[BEGIN MATERIAL FOR THE TASK]
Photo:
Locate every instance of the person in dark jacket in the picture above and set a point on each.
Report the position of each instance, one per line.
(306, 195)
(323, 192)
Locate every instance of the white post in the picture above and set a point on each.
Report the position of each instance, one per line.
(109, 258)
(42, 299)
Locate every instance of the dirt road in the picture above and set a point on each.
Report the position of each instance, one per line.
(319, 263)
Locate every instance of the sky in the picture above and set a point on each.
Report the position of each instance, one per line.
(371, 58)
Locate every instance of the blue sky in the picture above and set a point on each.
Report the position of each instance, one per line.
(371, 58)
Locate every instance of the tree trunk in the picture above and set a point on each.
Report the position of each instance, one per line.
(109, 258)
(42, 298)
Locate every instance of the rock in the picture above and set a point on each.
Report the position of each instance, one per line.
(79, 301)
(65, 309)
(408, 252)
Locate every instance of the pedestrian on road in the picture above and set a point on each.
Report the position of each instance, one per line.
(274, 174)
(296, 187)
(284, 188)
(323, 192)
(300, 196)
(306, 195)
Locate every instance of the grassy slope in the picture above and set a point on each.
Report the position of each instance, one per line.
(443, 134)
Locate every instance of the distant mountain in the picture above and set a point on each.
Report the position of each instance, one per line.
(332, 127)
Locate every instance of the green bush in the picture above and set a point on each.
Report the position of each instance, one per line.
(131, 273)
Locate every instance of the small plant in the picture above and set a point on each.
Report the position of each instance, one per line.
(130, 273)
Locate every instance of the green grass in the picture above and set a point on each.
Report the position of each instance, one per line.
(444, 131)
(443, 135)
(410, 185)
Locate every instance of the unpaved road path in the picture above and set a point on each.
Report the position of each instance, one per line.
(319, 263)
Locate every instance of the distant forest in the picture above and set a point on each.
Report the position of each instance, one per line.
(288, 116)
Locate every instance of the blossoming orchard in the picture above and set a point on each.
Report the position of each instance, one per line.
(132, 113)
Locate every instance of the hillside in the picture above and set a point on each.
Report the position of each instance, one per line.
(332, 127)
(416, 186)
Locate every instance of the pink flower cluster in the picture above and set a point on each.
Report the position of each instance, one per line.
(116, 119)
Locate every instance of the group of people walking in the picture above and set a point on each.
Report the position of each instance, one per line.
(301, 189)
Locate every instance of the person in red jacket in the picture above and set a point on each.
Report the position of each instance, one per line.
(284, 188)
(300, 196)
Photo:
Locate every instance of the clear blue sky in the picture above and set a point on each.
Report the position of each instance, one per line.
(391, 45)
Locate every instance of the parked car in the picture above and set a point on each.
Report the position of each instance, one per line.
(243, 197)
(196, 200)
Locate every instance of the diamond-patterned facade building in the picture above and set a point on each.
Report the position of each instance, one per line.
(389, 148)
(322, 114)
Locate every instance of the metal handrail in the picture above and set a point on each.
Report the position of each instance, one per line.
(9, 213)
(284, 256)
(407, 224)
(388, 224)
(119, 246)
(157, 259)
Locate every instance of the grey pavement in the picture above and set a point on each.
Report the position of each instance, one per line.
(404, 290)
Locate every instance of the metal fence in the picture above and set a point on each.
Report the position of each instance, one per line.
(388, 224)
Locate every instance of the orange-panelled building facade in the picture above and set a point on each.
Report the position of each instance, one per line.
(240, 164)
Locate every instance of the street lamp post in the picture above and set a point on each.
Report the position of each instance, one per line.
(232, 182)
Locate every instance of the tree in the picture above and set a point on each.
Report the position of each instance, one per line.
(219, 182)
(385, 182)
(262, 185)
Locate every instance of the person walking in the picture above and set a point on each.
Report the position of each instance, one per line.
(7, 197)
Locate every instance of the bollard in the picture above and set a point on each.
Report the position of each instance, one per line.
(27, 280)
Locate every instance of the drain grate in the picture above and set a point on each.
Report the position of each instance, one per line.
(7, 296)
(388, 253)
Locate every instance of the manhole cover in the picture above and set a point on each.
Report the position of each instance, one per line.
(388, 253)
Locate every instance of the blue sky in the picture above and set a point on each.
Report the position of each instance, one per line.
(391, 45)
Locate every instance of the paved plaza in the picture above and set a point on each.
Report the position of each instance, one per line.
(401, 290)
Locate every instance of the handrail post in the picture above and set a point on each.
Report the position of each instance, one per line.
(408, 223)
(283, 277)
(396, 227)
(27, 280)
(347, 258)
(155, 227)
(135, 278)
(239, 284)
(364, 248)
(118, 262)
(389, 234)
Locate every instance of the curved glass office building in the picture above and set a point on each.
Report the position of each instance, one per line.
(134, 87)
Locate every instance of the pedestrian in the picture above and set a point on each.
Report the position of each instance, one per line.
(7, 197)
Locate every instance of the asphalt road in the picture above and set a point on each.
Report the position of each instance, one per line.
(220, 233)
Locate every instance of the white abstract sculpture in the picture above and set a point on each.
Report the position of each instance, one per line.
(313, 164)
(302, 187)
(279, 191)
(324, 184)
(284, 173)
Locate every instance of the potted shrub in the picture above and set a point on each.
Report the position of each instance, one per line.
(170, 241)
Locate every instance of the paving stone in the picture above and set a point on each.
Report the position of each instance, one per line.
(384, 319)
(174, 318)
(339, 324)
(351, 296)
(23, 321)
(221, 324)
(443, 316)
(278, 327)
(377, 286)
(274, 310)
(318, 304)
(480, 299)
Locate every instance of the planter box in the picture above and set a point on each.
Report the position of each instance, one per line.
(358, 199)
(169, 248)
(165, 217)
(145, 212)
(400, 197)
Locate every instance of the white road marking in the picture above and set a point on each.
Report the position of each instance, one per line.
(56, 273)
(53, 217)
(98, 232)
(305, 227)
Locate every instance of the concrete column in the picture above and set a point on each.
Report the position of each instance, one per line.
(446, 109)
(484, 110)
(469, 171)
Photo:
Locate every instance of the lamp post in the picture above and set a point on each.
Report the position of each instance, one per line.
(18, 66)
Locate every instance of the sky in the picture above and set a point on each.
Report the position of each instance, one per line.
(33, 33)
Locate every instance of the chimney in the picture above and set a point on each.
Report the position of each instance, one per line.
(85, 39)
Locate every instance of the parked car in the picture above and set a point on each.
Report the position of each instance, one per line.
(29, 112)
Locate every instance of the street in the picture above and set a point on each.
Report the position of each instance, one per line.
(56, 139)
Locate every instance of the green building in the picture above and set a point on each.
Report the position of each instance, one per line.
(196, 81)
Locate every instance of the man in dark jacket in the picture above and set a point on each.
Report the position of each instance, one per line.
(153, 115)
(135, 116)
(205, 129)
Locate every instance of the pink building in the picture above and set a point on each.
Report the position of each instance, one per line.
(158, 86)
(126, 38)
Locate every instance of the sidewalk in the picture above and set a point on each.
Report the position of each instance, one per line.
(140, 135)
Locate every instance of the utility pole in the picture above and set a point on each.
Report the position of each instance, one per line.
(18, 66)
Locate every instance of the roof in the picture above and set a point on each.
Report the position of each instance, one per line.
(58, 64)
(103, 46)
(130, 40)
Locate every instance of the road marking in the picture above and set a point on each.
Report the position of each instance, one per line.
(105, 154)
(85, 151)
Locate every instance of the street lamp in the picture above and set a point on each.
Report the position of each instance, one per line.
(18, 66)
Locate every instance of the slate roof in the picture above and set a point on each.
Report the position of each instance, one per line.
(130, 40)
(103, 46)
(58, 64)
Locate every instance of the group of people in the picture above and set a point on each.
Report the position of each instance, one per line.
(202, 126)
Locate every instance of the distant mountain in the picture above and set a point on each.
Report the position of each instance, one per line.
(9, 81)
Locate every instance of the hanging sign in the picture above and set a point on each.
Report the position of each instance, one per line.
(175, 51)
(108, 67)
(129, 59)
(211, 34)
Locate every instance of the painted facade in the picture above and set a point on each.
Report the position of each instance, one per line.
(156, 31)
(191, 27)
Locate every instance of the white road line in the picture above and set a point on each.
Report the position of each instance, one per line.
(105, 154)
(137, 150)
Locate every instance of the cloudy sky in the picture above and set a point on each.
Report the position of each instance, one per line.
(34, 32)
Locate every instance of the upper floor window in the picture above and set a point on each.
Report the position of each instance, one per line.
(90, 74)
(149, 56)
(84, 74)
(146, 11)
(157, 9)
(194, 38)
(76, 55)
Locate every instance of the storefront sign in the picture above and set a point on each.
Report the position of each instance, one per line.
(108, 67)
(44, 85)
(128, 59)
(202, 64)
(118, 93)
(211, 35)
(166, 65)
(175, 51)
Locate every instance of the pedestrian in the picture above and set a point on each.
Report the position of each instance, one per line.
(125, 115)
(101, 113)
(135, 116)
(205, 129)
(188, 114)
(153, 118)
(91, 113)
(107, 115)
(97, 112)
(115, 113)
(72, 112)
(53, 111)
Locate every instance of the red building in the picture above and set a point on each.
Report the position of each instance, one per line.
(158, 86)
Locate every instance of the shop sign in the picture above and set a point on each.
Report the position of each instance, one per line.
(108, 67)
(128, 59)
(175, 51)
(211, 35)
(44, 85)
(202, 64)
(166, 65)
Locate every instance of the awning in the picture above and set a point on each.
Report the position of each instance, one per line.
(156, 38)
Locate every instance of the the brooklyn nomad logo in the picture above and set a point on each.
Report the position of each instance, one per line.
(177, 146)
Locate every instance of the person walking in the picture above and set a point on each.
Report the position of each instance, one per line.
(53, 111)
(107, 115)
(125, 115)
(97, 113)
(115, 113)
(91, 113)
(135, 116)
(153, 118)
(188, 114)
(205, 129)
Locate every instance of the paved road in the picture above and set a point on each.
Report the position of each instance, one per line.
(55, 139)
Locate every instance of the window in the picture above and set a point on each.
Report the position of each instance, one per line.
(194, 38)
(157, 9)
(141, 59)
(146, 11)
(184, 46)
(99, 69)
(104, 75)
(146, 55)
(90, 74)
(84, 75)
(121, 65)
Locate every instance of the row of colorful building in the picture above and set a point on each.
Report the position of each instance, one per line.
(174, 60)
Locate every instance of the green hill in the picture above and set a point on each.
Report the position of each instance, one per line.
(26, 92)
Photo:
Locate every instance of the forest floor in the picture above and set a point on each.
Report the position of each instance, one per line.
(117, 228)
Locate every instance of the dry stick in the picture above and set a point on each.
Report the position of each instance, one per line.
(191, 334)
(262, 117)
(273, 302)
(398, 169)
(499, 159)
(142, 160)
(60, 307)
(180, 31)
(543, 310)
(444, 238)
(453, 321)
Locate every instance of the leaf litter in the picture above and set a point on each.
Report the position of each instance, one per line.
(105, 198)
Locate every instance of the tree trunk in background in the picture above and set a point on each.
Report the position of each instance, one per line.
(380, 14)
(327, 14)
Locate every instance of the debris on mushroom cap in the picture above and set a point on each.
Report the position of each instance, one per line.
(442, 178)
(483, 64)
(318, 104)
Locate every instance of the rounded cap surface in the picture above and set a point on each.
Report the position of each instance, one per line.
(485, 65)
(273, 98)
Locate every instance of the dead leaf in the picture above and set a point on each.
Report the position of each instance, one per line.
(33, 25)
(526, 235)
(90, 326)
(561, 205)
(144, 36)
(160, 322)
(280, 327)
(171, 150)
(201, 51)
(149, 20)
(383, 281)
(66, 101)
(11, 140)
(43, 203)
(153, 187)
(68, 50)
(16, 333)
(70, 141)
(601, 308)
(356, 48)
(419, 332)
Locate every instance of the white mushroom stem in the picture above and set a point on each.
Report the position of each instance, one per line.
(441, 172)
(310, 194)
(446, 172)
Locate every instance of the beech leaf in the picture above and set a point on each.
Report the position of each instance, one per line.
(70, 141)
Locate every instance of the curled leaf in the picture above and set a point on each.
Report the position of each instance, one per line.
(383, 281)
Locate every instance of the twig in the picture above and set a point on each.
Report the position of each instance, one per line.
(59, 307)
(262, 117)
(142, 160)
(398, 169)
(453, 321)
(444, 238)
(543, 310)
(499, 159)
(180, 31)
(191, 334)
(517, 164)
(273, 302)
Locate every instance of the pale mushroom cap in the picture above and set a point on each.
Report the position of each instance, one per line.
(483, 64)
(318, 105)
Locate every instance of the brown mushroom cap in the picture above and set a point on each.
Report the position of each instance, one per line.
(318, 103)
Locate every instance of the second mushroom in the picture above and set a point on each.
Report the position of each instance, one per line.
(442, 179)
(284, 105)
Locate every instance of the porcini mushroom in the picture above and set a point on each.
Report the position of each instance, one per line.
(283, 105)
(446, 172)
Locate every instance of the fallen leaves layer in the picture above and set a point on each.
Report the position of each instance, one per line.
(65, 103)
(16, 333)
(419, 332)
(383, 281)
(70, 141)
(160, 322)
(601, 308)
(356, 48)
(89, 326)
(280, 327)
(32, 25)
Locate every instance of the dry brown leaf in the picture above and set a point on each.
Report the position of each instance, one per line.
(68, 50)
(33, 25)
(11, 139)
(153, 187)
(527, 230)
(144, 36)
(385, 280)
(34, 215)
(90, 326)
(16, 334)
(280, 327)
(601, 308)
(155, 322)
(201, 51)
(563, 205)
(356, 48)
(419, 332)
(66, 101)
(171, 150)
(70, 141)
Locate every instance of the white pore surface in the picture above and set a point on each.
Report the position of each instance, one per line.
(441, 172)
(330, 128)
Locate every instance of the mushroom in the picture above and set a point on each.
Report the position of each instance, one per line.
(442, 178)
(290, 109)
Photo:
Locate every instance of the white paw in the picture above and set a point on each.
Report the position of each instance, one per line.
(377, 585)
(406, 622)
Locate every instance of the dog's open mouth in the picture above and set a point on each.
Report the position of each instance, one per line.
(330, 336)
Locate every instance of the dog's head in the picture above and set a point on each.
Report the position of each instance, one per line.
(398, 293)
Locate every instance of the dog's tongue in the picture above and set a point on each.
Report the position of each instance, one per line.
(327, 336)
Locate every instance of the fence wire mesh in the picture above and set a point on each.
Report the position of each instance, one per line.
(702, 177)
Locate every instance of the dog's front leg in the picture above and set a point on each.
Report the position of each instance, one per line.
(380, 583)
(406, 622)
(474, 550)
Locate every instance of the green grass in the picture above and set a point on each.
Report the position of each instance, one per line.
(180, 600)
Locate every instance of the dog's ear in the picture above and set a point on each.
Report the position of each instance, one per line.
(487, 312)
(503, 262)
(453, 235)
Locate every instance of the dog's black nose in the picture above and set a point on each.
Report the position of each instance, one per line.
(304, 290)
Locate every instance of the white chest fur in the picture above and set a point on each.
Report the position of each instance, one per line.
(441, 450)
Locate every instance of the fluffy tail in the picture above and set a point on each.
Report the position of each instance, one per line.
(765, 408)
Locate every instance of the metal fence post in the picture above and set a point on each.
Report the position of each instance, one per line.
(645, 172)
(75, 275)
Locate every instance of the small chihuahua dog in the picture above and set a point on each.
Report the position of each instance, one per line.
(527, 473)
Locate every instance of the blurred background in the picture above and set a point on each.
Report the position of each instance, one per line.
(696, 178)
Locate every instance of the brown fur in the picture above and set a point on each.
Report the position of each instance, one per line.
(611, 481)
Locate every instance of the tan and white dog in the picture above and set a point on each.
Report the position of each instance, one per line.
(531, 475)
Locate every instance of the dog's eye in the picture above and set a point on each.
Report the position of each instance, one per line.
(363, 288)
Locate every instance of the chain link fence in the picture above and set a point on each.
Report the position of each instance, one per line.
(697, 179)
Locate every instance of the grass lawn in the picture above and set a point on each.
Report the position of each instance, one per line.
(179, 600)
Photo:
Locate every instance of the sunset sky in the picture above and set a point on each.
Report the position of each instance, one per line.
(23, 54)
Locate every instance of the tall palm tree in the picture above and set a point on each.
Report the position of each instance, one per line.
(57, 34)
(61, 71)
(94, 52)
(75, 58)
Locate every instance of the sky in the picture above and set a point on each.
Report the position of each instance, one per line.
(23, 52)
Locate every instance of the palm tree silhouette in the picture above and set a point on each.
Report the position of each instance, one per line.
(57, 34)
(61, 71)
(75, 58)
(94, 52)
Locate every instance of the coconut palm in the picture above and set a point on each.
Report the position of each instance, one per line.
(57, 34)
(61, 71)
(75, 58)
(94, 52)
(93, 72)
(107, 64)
[END MATERIAL FOR THE TASK]
From the line containing "Locate every instance of the fluffy" through the final line of the listing above, retype every line exactly; leave out everything else.

Locate every instance of the fluffy tail in the picture above and set a point on each.
Report the position of each instance, one per line.
(765, 408)
Locate every instance of the metal fence post in the picture above and set a point on each.
Report the position of each instance, one per line.
(645, 172)
(75, 275)
Locate every instance of the small chihuahua dog in the picture above and set a point on each.
Report the position of each instance, one per line.
(527, 473)
Locate every instance of the blurred background in the picture above and set a point on each.
Report the position of each instance, one per line.
(696, 178)
Locate every instance of the brown fur in the picture above and set a point on each.
Report the position of each instance, one per line.
(611, 481)
Locate every instance of the tan and white dog in the picture above and set a point on each.
Report the position of each instance, one per line.
(531, 475)
Locate every instance of the dog's eye in the picture above and set a point on each.
Report the position of each instance, one per line.
(363, 288)
Locate every instance of the chain link fence in the picture above and set a point on each.
Report the position of each instance, one per line.
(697, 179)
Locate every instance of the grass lawn in the picture above and set a point on each.
Report the position of each instance, one per line.
(179, 600)
Photo:
Locate every instance of the sunset sky in the picture above and set a point on each.
Report the position of each instance, one per line.
(23, 54)
Locate every instance of the tall palm tree in the picture above and set a point on each.
Report the position of each instance, one per line.
(57, 34)
(61, 71)
(94, 52)
(75, 58)
Locate every instance of the sky in the picture above and set a point on each.
Report the position of each instance, one per line.
(23, 52)
Locate every instance of the palm tree silhouette in the picture above and set a point on each.
Report the position of each instance, one per line.
(57, 34)
(61, 71)
(75, 58)
(94, 52)
Locate every instance of the coconut palm in the picture above and set a point on each.
Report the position of each instance, one per line.
(57, 34)
(61, 71)
(75, 58)
(94, 52)
(93, 72)
(107, 64)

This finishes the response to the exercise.